Written problem 1: Update the records, everything from the line containing "of the man." down to the end of the records, by replacing "pin" with "marker" and keeping everything else the same. Leave the pictures out.

Posted at 5:02 AM on March 6, 2009
by Dale Connelly
(41 Comments)
On Sunday, we continue our cyclical dance of the hours with the March shift from Standard to Daylight Savings time. The clock is a human invention and we are allowed to manipulate it however we want, but this is my least favorite part of the deal. I don't mind adding an hour to a beautiful fall weekend, but now we have to take a potentially useful hour and throw it away. Already I feel the loss.
The things I could do with that time! The projects I've been trying to begin. Books I've been meaning to read! In an hour of concentrated effort, maybe I could actually learn something!
Time is money, and we know what's been happening with THAT lately, so maybe it's best to think of this as yet another questionable transaction.
We borrowed an hour for the winter, and now it's time to give one back.
At least they're not asking for interest.
I shouldn't be bitter. I must admit, since last November 2nd, I have wasted an hour or two. More than that, actually. Lots more.
So I will comfort myself through the miracle of rationalization - rather than grieve for the lost potential of an hour that won't happen, I'll tell myself the hour I'm surrendering this weekend is the one I spent trying to untangle those stupid Christmas lights last December - an excruciating 60 minutes puzzling over jumbles of wire dumped across the front lawn in a row of confounding nests.
It was an utter waste of time.
I will surrender that memory to the Daylight Savings Vortex at 2am on Sunday so technically, it never happened. Not only will I feel better, but next December, I'll be able to face that very same Christmas light untangling job without fear or regret, because I will not recall how awful it was.
What about you? Which wasted hour from the past 5 months are you giving up this weekend?

Written problem 2: Repeat everything in the post about the switch to Daylight Savings time from "On Sunday, we" down to "another questionable transaction.", word for word.

Labeled-object pointing entries:
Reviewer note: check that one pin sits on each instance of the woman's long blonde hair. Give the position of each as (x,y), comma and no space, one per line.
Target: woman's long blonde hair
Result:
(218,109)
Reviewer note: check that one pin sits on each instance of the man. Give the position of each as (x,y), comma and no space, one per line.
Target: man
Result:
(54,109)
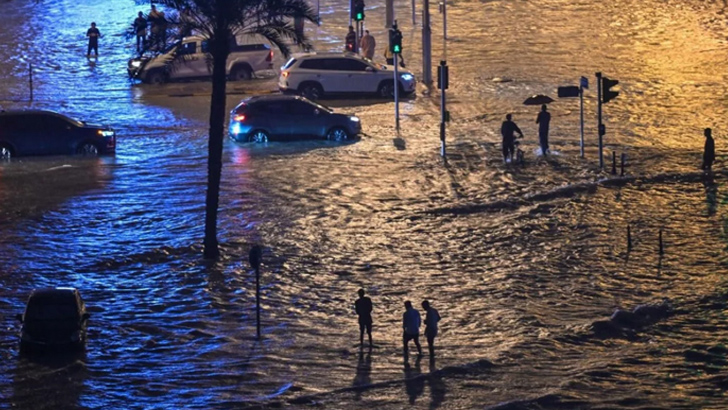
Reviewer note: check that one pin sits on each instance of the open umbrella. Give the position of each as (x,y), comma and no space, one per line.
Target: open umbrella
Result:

Problem solution 1:
Reviewer note: check that one marker sits on each instance of the man. Give the position of each as (x,y), comma and no space, one per line.
Target: man
Result:
(54,109)
Reviewer note: check that one marker sits on each instance of the open umbrella. Give the position of each as (x,y), comma and no space, one per line.
Target: open umbrella
Result:

Problem solution 2:
On Sunday, we continue our cyclical dance of the hours with the March shift from Standard to Daylight Savings time. The clock is a human invention and we are allowed to manipulate it however we want, but this is my least favorite part of the deal. I don't mind adding an hour to a beautiful fall weekend, but now we have to take a potentially useful hour and throw it away. Already I feel the loss.
The things I could do with that time! The projects I've been trying to begin. Books I've been meaning to read! In an hour of concentrated effort, maybe I could actually learn something!
Time is money, and we know what's been happening with THAT lately, so maybe it's best to think of this as yet another questionable transaction.